# Homework Help: Complete Induction Proof

1. Jan 30, 2015

### NATURE.M

1. The problem statement, all variables and given/known data
We are given the sequence r defined by: r1 = 1, and rn = 1 + rfloor(√n)
, n≥2
We need to show by induction that rn is O (log2 (log2 n)).

3. The attempt at a solution

Definition of big oh: ∃c∈ℝ+, ∃B∈ℕ, ∀n∈ℕ, n≥B => f(n) ≤ cg(n)

So the basic proof format is fairly simple. My issue is with the inductive step. We let for n≥3, P(n): rn ≤ 4log2(log2n)). Now this comes from the defn. of big oh and is what we have to use induction to prove. In addition, from the definition of big oh, we defined c = 4, since it seems to work.

My issue is in the inductive step I have to show P(n+1) but have no idea how to proceed. How do I get from rn+1 = 1 + rfloor(√(n+1)) to 4log2(log2n+1) ? I'm trying to invoke the IH but don't know how to simplify either expression. Any hints would be appreciated.

Also maybe this thread should belong to the computer science section instead.

Last edited: Jan 30, 2015
2. Jan 30, 2015

### haruspex

I would suggest not assuming c=4 just yet. Leave it as c.

GIVEN INSTRUCTION 1:
Summarize the forum thread above in two sentences.

MATERIAL PROVIDED:
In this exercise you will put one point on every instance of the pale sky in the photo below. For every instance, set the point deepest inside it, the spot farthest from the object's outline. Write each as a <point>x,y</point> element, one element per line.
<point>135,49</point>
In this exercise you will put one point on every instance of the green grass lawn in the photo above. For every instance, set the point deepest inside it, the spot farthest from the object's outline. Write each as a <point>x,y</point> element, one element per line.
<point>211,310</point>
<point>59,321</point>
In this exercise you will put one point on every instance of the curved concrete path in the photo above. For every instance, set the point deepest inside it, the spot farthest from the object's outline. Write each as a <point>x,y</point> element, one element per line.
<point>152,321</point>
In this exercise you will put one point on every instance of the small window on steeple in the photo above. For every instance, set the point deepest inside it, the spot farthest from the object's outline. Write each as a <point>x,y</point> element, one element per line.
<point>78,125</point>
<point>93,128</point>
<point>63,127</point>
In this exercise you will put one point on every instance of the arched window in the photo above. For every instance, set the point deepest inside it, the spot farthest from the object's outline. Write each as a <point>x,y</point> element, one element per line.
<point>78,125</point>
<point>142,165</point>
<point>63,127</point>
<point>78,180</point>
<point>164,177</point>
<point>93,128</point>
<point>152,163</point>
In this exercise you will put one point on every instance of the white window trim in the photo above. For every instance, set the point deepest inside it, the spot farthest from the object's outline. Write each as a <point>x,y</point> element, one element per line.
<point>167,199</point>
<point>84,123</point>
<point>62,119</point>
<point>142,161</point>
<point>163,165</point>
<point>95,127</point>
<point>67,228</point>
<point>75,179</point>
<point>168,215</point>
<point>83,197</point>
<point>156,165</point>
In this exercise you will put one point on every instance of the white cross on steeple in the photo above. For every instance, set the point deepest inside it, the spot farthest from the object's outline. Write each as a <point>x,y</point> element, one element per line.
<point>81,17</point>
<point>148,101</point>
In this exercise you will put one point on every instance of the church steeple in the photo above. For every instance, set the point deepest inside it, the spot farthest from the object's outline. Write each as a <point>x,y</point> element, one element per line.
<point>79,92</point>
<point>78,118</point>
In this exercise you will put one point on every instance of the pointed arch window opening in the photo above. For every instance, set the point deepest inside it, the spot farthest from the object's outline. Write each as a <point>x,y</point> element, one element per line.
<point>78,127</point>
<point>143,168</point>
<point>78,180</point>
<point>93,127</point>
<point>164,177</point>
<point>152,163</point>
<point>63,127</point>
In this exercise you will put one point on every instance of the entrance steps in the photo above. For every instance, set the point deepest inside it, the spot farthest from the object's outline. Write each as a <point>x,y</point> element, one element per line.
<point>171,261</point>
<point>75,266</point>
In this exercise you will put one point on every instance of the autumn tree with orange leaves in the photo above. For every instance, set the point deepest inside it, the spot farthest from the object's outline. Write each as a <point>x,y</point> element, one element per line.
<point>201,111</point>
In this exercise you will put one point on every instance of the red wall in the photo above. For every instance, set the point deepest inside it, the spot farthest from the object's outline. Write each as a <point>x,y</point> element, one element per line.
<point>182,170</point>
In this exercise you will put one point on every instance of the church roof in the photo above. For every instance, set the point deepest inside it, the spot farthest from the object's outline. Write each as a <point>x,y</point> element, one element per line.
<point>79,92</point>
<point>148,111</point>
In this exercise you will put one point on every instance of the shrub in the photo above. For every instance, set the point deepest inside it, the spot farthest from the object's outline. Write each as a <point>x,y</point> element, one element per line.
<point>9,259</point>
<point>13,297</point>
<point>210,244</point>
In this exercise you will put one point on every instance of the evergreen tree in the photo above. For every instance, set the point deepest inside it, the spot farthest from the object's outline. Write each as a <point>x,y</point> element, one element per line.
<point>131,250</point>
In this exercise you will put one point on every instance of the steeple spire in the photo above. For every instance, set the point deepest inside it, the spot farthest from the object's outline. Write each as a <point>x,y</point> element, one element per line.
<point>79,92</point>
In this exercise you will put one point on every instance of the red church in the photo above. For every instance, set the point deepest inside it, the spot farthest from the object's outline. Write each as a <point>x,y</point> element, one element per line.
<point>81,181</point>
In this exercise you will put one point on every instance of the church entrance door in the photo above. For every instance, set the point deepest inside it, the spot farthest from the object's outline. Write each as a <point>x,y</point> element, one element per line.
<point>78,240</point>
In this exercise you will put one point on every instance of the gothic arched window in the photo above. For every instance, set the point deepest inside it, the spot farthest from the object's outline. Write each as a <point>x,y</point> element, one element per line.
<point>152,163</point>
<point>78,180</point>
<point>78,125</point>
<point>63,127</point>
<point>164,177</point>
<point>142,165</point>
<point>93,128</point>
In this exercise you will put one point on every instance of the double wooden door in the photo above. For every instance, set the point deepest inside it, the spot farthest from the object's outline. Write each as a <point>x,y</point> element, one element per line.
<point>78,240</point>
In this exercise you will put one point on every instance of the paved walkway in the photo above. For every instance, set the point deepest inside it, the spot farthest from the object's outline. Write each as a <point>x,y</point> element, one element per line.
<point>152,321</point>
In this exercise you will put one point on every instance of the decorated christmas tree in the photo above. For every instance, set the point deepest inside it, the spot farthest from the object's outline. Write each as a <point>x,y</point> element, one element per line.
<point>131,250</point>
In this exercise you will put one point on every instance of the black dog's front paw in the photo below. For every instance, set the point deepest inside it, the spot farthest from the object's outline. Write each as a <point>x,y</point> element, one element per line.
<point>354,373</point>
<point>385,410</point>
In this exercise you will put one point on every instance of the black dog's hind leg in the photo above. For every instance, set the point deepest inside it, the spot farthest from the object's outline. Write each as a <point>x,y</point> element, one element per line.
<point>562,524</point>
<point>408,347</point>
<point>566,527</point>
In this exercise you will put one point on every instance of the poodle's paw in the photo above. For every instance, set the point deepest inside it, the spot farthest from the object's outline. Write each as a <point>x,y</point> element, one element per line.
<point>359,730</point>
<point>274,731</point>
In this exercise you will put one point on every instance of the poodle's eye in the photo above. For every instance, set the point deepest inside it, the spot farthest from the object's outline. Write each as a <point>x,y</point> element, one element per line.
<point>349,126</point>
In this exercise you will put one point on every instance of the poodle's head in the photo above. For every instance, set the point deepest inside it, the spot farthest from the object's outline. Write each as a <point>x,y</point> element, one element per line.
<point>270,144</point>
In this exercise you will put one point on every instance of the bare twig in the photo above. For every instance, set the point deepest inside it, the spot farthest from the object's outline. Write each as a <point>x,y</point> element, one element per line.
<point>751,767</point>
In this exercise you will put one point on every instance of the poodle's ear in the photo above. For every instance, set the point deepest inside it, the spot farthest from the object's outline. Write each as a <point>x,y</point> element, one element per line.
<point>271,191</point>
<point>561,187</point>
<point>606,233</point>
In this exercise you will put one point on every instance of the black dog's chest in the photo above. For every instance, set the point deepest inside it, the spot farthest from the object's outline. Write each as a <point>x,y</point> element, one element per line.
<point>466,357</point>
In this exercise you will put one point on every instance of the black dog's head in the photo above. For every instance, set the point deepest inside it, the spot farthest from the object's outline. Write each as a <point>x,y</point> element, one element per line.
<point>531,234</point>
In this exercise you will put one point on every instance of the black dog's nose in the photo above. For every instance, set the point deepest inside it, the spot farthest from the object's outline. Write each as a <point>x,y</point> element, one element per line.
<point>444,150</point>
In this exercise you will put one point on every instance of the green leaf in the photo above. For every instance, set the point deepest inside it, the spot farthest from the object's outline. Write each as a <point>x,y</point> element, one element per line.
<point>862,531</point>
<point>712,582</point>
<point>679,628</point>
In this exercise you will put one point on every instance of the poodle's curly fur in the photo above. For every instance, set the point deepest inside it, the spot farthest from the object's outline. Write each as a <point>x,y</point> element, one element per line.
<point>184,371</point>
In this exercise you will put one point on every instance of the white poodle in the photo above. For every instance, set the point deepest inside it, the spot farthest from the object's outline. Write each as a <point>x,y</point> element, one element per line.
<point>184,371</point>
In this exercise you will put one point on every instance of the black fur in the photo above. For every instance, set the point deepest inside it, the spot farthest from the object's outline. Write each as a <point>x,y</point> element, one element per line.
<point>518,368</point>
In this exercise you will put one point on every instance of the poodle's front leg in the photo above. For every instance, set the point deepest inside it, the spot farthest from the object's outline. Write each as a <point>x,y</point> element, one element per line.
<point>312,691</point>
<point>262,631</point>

GIVEN INSTRUCTION 2:
Report every line of the records that contains the string "below", with case counting.

EXERCISE ANSWER 1:
A poster must use induction to show that the sequence defined by r1 = 1 and rn = 1 + rfloor(√n) for n≥2 is O(log2(log2 n)), and has chosen c = 4 from the definition of big oh. The poster is stuck on the inductive step and asks for hints, and a reply suggests not assuming c = 4 yet and leaving it as c.

EXERCISE ANSWER 2:
In this exercise you will put one point on every instance of the pale sky in the photo below. For every instance, set the point deepest inside it, the spot farthest from the object's outline. Write each as a <point>x,y</point> element, one element per line.
In this exercise you will put one point on every instance of the black dog's front paw in the photo below. For every instance, set the point deepest inside it, the spot farthest from the object's outline. Write each as a <point>x,y</point> element, one element per line.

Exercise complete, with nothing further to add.